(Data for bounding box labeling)
■ ■ ■ ■

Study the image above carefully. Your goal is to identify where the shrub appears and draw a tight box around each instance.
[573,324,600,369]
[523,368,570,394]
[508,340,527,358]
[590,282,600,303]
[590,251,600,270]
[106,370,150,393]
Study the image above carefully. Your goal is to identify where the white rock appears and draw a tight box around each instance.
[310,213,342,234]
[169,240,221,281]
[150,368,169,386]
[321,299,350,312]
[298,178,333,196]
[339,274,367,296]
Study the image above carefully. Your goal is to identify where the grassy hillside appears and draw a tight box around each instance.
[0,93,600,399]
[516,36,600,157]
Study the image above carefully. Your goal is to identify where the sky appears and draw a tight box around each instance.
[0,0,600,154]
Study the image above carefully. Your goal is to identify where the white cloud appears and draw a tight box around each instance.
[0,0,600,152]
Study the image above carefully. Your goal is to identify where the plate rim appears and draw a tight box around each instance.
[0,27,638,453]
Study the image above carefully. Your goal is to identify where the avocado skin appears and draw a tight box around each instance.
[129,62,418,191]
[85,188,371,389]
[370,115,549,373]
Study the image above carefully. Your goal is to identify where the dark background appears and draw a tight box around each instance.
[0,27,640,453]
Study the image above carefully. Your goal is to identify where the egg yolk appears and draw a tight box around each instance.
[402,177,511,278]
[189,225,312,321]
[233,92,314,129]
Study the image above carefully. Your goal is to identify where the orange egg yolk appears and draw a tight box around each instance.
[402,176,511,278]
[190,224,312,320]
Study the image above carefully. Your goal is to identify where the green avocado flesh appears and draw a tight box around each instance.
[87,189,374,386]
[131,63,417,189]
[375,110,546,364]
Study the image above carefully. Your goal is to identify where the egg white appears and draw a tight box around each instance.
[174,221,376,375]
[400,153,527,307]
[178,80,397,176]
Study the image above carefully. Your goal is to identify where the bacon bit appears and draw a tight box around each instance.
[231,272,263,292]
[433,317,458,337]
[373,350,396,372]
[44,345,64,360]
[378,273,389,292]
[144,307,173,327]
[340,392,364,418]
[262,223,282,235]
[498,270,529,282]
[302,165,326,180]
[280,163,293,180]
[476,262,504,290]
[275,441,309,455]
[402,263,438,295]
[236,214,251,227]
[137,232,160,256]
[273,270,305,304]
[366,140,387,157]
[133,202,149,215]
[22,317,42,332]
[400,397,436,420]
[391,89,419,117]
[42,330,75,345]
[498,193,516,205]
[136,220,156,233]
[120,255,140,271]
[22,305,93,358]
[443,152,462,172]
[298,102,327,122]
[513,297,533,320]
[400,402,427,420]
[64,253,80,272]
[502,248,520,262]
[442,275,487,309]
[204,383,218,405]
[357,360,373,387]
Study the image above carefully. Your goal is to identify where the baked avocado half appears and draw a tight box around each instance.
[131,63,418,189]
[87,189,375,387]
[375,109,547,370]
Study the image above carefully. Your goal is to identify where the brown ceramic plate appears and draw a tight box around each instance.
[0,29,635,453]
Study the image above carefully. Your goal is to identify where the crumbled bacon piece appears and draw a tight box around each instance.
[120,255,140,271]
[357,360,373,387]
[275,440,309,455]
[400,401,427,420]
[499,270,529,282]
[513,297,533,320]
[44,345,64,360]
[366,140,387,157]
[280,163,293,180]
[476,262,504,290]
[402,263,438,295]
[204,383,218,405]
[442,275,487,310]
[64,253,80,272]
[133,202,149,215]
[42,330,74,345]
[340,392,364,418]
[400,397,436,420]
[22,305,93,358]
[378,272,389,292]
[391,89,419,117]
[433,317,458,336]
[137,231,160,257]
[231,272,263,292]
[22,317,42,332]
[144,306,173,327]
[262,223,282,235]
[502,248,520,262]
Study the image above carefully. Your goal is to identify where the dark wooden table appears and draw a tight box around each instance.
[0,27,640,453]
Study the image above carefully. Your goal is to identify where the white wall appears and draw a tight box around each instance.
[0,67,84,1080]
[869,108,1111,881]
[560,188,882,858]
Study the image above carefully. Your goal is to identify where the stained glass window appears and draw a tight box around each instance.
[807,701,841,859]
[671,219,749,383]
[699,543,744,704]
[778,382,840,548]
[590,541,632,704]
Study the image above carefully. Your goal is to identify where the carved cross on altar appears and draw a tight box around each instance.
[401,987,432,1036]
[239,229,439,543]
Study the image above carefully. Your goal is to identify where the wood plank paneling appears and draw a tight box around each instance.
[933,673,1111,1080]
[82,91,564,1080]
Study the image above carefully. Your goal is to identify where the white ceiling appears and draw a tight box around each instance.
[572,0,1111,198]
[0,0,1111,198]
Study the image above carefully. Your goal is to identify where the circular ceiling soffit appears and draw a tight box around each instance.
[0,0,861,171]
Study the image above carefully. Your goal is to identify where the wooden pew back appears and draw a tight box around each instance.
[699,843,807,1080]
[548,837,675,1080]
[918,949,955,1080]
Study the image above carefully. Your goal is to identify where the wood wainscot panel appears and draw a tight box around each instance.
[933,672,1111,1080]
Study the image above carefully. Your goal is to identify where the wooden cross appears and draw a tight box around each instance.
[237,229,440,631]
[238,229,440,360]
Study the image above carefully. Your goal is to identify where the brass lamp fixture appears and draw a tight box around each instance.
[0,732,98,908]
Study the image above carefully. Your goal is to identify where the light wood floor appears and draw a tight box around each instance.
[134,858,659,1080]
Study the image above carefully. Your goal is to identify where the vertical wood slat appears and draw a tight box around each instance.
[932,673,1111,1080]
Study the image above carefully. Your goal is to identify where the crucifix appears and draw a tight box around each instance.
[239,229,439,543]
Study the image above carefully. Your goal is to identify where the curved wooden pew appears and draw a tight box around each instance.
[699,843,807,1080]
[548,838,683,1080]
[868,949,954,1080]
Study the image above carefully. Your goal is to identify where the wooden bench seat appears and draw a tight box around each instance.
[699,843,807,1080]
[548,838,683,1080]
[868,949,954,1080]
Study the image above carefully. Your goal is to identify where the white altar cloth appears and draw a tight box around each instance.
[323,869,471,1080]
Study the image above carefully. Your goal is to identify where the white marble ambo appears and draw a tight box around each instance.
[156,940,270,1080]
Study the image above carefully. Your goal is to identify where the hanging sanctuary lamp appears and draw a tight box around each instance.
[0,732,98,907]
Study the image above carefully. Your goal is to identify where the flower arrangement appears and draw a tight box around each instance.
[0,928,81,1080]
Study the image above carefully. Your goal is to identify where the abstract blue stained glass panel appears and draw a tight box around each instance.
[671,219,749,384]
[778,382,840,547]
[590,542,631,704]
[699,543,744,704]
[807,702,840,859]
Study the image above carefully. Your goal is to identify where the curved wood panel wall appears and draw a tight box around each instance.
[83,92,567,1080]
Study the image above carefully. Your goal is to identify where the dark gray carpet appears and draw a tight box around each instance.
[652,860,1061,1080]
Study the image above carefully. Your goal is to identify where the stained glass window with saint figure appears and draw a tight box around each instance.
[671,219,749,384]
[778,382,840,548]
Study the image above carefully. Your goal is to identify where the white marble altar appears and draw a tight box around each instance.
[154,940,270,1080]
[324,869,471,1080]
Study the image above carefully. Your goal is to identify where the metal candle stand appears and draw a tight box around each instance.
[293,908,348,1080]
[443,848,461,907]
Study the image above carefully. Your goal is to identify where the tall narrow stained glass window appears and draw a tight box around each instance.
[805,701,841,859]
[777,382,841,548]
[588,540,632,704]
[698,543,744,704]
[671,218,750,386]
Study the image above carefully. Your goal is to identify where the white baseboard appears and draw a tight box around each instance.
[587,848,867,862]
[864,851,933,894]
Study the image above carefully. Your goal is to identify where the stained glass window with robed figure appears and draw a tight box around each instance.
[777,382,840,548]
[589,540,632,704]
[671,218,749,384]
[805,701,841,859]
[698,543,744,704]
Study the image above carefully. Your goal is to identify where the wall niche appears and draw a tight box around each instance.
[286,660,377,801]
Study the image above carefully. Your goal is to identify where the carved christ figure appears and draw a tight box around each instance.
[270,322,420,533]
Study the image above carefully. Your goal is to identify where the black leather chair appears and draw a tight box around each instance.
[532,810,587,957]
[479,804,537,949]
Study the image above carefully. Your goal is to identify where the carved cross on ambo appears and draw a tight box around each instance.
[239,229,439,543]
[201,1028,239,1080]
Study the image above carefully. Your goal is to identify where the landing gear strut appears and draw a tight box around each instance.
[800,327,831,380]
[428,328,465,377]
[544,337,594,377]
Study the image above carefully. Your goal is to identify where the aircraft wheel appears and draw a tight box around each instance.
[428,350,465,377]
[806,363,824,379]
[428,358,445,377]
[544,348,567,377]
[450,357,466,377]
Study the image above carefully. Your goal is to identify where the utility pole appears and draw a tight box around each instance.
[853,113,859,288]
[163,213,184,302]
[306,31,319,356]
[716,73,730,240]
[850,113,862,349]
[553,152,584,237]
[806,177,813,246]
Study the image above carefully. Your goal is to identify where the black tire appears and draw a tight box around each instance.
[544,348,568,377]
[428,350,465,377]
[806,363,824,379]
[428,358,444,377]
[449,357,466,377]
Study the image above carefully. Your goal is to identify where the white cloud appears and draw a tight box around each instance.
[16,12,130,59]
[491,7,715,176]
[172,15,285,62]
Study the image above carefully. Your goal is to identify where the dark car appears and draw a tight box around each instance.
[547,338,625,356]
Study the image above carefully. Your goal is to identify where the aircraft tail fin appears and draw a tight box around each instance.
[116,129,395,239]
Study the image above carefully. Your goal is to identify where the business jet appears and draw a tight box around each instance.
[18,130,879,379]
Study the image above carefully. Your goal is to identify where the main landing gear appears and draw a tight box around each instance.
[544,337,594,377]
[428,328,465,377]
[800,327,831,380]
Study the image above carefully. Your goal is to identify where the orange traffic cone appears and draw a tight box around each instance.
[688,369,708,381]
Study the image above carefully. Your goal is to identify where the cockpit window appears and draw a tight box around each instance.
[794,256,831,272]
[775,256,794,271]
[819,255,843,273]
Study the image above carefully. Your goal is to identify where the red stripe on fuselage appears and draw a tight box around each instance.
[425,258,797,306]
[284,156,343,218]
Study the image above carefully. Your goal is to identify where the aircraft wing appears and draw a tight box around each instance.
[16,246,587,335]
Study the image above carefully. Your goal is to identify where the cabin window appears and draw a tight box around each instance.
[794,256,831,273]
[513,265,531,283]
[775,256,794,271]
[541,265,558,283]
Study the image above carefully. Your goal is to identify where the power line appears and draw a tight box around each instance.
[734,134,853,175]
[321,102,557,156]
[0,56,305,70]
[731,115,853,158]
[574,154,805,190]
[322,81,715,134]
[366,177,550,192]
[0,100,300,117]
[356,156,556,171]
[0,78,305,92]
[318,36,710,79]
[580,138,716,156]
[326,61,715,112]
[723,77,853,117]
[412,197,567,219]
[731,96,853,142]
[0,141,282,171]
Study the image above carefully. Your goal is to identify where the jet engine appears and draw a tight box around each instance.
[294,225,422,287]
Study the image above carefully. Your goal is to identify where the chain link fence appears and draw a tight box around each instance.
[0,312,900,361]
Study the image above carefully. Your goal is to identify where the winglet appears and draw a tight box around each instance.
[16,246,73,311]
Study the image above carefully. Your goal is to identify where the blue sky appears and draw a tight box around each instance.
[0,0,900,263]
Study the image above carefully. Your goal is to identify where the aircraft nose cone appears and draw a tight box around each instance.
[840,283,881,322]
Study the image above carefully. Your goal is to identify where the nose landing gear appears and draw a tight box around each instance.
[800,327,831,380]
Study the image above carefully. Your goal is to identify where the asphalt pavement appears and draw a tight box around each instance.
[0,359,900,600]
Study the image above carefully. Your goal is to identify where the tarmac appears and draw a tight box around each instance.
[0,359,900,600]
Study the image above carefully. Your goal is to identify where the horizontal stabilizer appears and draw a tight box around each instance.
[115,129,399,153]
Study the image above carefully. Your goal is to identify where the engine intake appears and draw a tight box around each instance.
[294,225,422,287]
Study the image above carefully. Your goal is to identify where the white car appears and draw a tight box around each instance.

■ ■ ■ ■

= Task =
Copy the data word for word, beginning at its first line and continuing through the line that contains "[0,0,600,152]".

= Complete output =
Study the image above carefully. Your goal is to identify where the shrub appears and draw a tight box around each instance.
[573,324,600,369]
[523,368,570,394]
[508,340,527,358]
[590,282,600,303]
[590,251,600,270]
[106,370,150,393]
Study the image above carefully. Your goal is to identify where the white rock appears and draw a tight box around each instance.
[310,213,342,234]
[169,240,221,281]
[150,368,169,386]
[321,299,350,312]
[298,178,333,196]
[339,274,367,296]
Study the image above carefully. Your goal is to identify where the grassy hillside appears and draw a tight box around each instance.
[0,93,600,399]
[516,36,600,157]
Study the image above carefully. Your goal is to identify where the sky appears and draw a tight box around each instance.
[0,0,600,154]
Study the image above carefully. Your goal is to identify where the white cloud appears and draw a tight box around each instance.
[0,0,600,152]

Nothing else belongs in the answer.